> [ISTRUZIONE ASSEGNATA A]: Nei record, riscriva le righe comprese tra quella che contiene "of the window" e quella che contiene "column 188, row 141", estremi inclusi, sostituendo "site survey" con "field inspection" e lasciando invariato tutto il resto.

> [BRANO FORNITO]:
SANTA CROCE CAMARINA (Ragusa) - La vita di Veronica Panarello - che sia stata lei o no a uccidere il figlio - è tornata sicuramente a ingarbugliarsi una ventina di giorni fa.





S'è fatta riprendere da una delle sue ricorrenti ossessioni ed è andata di nuovo a bussare alla porta del padre, di quello che lei ritiene il suo vero padre. E l'uomo che già una decina d'anni fa le sbatté la porta in faccia, tanto che Carmela, la mamma di Veronica, le consigliò: «Lascia perdere, ti ha rinnegato una seconda volta».



Invece Veronica, alla fine di novembre, ha deciso di tornare alla carica e anche stavolta della sua giovane vita ha raccolto solo i cocci: un'altra lite furibonda, un'altra porta sbattuta in faccia. Per chi ritiene che sia stata lei a strangolare Loris, per chi crede che l'abbia trasportato lei il corpo fino al Mulino Vecchio, questa ennesima lite del padre è solo l'inizio della fine, di una mente, di una personalità che non riescono più a trovare un baricentro.

> [ISTRUZIONE ASSEGNATA B]: Secondo il brano fornito, chi consigliò a Veronica di lasciar perdere il padre?

> [DATI DA ELABORARE]:
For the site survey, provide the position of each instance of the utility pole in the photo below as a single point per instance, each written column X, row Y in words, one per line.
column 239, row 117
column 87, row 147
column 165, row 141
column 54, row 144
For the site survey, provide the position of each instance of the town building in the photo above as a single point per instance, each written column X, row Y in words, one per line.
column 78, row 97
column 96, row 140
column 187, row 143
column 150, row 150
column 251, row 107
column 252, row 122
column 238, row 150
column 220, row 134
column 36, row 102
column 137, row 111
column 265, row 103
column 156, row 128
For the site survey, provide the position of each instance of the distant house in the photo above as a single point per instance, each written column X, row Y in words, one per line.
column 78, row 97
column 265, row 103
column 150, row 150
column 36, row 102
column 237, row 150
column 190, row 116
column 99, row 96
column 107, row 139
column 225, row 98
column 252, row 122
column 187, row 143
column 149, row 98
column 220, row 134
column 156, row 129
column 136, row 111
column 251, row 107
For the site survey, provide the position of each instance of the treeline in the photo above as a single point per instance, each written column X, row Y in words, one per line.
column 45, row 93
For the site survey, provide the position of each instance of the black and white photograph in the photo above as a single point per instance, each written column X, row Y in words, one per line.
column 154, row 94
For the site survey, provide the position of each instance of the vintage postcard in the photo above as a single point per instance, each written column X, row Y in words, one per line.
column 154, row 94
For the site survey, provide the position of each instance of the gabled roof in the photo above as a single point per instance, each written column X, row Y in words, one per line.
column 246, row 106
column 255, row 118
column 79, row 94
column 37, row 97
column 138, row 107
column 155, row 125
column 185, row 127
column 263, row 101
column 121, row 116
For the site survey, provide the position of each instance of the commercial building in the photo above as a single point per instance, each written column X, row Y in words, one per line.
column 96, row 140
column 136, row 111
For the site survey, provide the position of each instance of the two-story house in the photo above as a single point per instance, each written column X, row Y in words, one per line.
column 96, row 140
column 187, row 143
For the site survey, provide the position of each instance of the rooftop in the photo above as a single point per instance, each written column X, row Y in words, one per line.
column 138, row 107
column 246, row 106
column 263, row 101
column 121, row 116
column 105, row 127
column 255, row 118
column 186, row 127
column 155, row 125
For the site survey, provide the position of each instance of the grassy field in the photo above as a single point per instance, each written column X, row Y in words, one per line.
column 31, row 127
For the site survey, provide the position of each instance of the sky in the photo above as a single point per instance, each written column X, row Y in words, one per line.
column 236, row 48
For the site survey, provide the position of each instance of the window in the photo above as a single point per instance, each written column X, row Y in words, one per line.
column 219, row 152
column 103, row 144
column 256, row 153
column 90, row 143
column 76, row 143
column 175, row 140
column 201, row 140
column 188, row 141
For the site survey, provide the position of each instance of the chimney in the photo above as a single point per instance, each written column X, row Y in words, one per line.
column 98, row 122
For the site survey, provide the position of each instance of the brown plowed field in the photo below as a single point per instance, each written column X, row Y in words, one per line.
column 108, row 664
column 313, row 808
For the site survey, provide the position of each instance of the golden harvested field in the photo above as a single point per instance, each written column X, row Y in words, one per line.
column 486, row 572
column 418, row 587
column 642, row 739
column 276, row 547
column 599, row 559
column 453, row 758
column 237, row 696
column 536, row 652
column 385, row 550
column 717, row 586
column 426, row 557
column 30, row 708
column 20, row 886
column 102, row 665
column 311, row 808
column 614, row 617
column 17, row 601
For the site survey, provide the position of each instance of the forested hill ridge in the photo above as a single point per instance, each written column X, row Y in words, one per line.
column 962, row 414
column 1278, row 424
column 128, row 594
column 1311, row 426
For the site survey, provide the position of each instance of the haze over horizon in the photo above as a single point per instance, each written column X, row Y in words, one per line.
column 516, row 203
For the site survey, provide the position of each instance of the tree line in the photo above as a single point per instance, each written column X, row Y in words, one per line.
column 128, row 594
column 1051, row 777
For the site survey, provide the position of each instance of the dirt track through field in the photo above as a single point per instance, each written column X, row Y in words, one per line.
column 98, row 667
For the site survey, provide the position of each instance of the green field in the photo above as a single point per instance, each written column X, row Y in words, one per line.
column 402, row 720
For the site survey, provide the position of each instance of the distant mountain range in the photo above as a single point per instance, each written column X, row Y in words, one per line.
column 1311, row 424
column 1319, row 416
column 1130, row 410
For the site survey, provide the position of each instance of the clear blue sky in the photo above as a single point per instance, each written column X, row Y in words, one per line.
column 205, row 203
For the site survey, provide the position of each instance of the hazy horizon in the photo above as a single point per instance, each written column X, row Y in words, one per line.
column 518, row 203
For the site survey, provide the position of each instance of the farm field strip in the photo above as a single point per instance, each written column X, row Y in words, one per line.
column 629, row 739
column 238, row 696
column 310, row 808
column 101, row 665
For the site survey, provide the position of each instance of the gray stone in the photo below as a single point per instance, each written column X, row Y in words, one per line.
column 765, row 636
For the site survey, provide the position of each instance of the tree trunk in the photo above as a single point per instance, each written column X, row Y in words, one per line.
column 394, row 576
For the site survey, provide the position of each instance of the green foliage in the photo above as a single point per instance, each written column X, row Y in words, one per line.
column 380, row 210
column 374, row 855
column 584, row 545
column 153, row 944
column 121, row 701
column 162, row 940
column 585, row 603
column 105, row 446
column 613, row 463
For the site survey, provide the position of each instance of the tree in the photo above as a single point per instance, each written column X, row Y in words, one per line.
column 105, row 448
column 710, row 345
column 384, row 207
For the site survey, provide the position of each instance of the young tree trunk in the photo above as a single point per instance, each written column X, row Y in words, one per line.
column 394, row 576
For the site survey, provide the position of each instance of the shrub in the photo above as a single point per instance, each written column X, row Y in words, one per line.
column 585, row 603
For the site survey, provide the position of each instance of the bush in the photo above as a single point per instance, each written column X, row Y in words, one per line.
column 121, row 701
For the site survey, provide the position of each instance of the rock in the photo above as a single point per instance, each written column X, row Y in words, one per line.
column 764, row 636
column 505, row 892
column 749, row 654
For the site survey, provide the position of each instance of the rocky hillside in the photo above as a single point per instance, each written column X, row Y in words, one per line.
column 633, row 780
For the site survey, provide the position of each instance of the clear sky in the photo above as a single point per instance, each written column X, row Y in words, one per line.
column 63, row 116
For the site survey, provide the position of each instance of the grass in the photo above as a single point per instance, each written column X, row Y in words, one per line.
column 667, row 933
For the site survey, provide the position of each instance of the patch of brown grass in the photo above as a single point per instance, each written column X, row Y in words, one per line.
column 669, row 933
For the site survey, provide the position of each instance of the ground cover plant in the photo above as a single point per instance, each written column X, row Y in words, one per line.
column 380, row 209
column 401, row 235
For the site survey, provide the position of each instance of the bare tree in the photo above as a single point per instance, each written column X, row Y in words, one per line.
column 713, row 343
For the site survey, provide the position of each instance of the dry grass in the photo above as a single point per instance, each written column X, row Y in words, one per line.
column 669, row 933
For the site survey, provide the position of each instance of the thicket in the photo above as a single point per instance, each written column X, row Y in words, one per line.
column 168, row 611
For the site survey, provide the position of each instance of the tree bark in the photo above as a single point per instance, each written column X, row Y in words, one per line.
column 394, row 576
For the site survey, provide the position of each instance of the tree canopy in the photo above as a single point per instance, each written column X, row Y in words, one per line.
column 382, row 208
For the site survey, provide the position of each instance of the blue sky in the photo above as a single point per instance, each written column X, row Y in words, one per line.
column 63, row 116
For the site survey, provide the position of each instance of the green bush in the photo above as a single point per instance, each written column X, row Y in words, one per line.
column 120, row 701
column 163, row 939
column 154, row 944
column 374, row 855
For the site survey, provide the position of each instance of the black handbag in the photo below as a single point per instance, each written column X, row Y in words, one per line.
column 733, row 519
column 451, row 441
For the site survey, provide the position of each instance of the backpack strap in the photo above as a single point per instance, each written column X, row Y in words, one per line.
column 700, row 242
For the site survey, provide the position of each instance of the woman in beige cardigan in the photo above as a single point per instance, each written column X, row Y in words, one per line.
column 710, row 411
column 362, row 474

> [RISPOSTA CORRETTA A]:
For the field inspection, provide the position of each instance of the window in the photo above as a single point per instance, each written column X, row Y in words, one per line.
column 219, row 152
column 103, row 144
column 256, row 153
column 90, row 143
column 76, row 143
column 175, row 140
column 201, row 140
column 188, row 141

> [RISPOSTA CORRETTA B]: Carmela, la mamma di Veronica.